** Selected text **
------------------------------
As the US president arrives for a state visit under a massive security operation, Buckingham Palace's own arrangements have been called into question.
An undercover reporter revealed a flaw in Buckingham Palace security
For two months before President George W Bush arrived to stay inside the palace as part of his historic visit, an undercover reporter worked as a footman there.
Daily Mirror reporter Ryan Parry said he gained the job with a fake reference and had access to private suites, including the president's suite the night he arrived.
As part of the £5m security operation, all police leave has been cancelled, with thousands of extra officers on duty along with hundreds of armed US guards to ensure the safety of Mr Bush during his three-day visit.
Buckingham Palace security breaches
1982 - Michael Fagan enters
1989 - Mentally-ill Michael Crook walks past armed guards
1990 - Two separate break-ins
1991 - Man gets within yards of Queen's private apartments
1992 - Kevin McMahon arrested inside grounds twice in a week
1994 - Naked paraglider lands on palace roof
1995 - Student John Gillard rams gates with car
1997 - Absconded mental patient wanders grounds
2003 - Undercover reporter gains job as footman using fake reference
Following the revelation of the breach, Home Secretary David Blunkett announced a security review, focusing on the vetting of job applicants.
While the Home Office makes security and criminal checks, it is the responsibility of Buckingham Palace to carry out employment checks.
In the case of Mr Parry, the employment checks were "insufficient", Mr Blunkett told the House of Commons when announcing the review by the independent Security Commission.
John O'Connor, former commander at Scotland Yard told BBC News that security checks do not go far enough.
"It's difficult to point the finger at one officer or department, because the systems haven't been in place to conduct positive vetting.
"They need to make sure anyone employed by the royal household signs the official secrets act."
------------------------------
** Recorded data **
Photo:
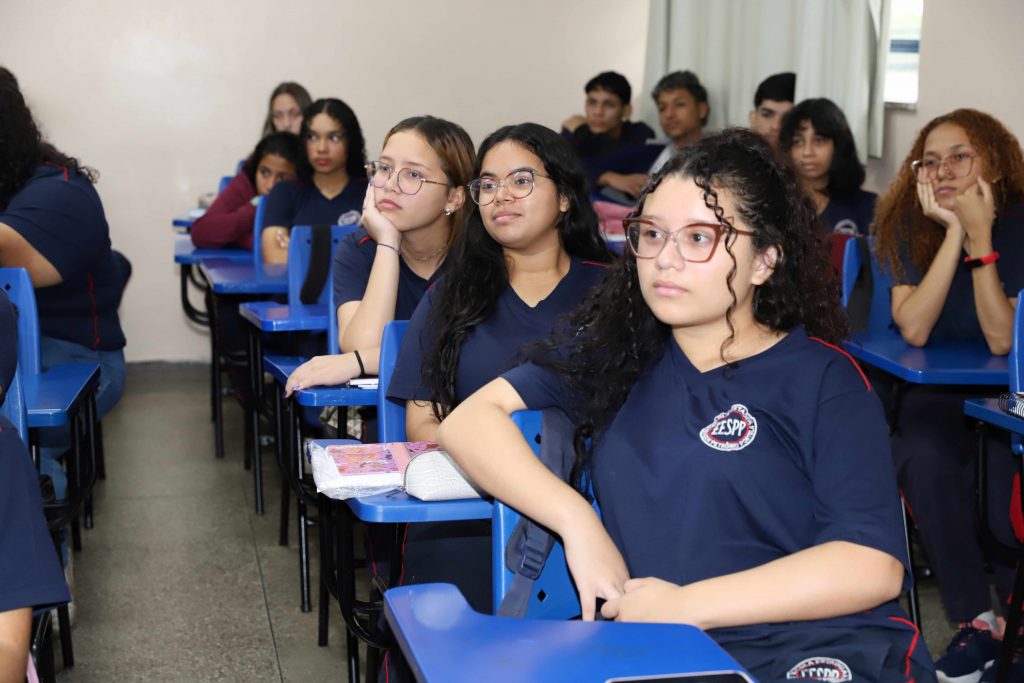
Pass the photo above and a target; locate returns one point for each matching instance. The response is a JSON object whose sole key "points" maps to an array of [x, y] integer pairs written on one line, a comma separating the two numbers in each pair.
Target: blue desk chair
{"points": [[988, 413], [268, 316]]}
------------------------------
** Task set **
(a) Can you copy the Buckingham Palace security article word for word, everything from "In the case" down to "go far enough."?
(b) What comes next in the Buckingham Palace security article? Continue it from its last sentence.

** Task-by-task results **
(a)
In the case of Mr Parry, the employment checks were "insufficient", Mr Blunkett told the House of Commons when announcing the review by the independent Security Commission.
John O'Connor, former commander at Scotland Yard told BBC News that security checks do not go far enough.

(b)
The security lapse comes after a breach at Windsor Castle during the 21st birthday party of Prince William, attended by the Queen and many senior Royals.
Aaron Barschak bypassed police, setting off six alarms and appeared on CCTV several times without sparking a response when he gatecrashed the party.
In a bizarre costume of peach-coloured dress and beard, police at the royal party assumed Mr Barschak was just another guest in fancy dress and let him in to the party.
The comedian was only arrested after he had interrupted a speech by Prince William, and kissed him.
Responsibility for the security of royal sites falls to the Metropolitan Police, who also provide the ever-present Royal Protection Squad, all experienced officers who are firearms and driving experts trained by the SAS.
Princess Anne was the target of a failed kidnap attempt in 1974 when a gunman forced her car to a halt.
Other royal security breaches
1992 - Intruder drinks whisky in St James's Palace
1994 - Break-in at St James's Palace;
2002 - Drunken intruder reportedly knocks on Princess Anne's door at St James's Palace
2003 - Man arrested in Windsor Castle grounds, man gatecrashes Prince William's birthday party in Windsor Castle
Both the Queen and Prince Charles have also had security scares involving firearms.
Blanks were fired at the Queen by a 17-year-old student during the Trooping the Colour ceremony in 1981.
And in 1994, a man firing a starting pistol rushed at the Prince of Wales during an open-air event in Sydney, Australia.
Perhaps the most famous security breach at Buckingham Palace was in 1982 when Michael Fagan broke into the Queen's bedroom.
The monarch woke to find Fagan, 30, sitting on her bed, and the pair reportedly chatted for half an hour before Fagan was apprehended.
In 1992 a helicopter carrying the Queen and Prince Philip was forced to divert as an intruder roamed the palace grounds.
Kevin McMahon, 25, was detained but undeterred, and broke into palace grounds again within the week.
In 1993, anti-nuclear protesters scaled palace walls and held a sit-down protest on the palace lawn.
The Queen woke to find Michael Fagan sitting on her bed
The following year saw perhaps the most bizarre intrusion, when a naked American paraglider landed on the palace roof.
In 1997 another security review was ordered after an absconded mental patient was found wandering the palace grounds.
Windsor Castle has also proved less than secure in recent years.
In 1994, a security review was launched after a ceremonial sword was stolen from the castle museum.
Days before, a pair of Eton schoolboys had scaled the castle walls and triggered alarms. Another man was arrested wandering in the grounds in April 2003.
Security at St James's Palace was described as "abysmal" in 1994, following a break-in at the Prince of Wales's apartment there.
Another inquiry was launched in December last year after an intruder broke in and allegedly knocked at Princess Anne's door, asking directions to Victoria Station.